> What the exercise asks: Rewrite every line of the rows, from the line holding "Objective: one point per instance of the man's ear" through the end of the rows, inclusive. Shift each x and y coordinate in the answers up by 136, and leave every other number unchanged.

□ □ □ □ □ □ □

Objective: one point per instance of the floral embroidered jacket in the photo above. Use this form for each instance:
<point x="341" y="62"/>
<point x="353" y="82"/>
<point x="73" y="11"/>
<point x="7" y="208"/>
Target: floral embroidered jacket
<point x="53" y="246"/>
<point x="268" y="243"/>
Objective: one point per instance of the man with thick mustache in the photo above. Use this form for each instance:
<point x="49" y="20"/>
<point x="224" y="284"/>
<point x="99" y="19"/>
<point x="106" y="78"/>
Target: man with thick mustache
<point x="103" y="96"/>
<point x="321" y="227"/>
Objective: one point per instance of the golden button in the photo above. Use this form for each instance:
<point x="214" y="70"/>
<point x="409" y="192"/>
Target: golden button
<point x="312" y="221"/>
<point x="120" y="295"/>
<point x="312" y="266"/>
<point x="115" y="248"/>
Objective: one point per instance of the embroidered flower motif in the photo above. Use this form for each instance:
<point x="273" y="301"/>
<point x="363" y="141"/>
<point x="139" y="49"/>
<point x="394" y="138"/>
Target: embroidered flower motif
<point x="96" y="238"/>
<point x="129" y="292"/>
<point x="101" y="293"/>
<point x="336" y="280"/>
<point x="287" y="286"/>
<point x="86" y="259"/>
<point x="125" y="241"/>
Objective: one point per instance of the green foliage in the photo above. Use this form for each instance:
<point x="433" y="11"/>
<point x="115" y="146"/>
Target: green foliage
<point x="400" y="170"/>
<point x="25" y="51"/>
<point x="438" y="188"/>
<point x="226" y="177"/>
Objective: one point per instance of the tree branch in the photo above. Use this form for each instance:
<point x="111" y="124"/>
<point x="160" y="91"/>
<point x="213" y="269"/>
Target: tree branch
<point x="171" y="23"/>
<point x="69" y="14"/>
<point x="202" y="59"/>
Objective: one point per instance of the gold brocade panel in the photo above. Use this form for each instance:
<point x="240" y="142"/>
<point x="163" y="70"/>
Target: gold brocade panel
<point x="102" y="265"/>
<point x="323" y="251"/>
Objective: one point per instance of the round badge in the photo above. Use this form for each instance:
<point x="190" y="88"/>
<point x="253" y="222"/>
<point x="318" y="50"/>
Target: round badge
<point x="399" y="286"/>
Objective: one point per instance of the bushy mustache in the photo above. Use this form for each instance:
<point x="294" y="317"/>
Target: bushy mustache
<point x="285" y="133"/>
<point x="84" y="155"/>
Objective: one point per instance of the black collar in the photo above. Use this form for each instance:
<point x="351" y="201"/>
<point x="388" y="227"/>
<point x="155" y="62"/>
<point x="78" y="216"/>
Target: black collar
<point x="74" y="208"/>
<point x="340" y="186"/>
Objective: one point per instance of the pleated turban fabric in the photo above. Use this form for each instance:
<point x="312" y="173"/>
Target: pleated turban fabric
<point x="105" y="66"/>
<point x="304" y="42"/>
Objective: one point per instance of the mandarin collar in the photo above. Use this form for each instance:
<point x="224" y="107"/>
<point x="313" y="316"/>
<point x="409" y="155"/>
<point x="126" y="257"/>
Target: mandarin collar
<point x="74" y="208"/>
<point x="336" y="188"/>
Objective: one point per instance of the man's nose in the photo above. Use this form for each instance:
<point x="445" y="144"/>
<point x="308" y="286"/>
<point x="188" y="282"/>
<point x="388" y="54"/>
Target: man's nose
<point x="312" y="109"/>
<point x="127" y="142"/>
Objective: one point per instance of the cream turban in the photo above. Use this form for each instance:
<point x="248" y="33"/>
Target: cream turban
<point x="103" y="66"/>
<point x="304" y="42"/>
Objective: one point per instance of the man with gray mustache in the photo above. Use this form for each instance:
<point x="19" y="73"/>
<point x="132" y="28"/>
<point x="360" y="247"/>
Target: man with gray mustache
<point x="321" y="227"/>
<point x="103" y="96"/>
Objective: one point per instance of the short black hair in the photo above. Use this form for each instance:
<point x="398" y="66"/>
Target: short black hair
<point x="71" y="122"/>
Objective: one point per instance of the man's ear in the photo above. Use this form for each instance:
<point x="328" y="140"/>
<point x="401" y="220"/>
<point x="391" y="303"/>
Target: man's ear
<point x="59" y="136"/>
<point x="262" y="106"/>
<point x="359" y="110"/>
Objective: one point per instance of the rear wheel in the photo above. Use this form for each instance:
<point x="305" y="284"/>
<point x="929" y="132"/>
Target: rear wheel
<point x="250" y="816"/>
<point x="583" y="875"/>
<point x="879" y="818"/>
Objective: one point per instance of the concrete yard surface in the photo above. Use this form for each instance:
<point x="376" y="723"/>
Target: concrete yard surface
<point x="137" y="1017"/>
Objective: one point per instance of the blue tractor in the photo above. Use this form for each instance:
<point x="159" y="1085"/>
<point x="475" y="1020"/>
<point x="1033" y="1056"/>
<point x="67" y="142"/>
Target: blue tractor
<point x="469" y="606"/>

□ □ □ □ □ □ □

> Task output:
Objective: one point per instance of the man's ear in the photo above. Use this form for each instance:
<point x="328" y="140"/>
<point x="401" y="220"/>
<point x="391" y="303"/>
Target: man's ear
<point x="195" y="272"/>
<point x="398" y="242"/>
<point x="495" y="246"/>
Objective: one point per instance of the rear wheel in the photo above. Use this form for each instance:
<point x="305" y="284"/>
<point x="929" y="132"/>
Target: rear wheel
<point x="386" y="952"/>
<point x="719" y="1011"/>
<point x="1015" y="954"/>
Objective: one point per instance of the concrete yard surface in the photo above. Use this form for each instance:
<point x="376" y="723"/>
Target: concrete yard surface
<point x="273" y="1153"/>
Objective: one point per instance of the blue tractor in the photo above. Use this form for each instance:
<point x="159" y="1085"/>
<point x="475" y="1020"/>
<point x="1033" y="1056"/>
<point x="67" y="142"/>
Target: blue tractor
<point x="605" y="742"/>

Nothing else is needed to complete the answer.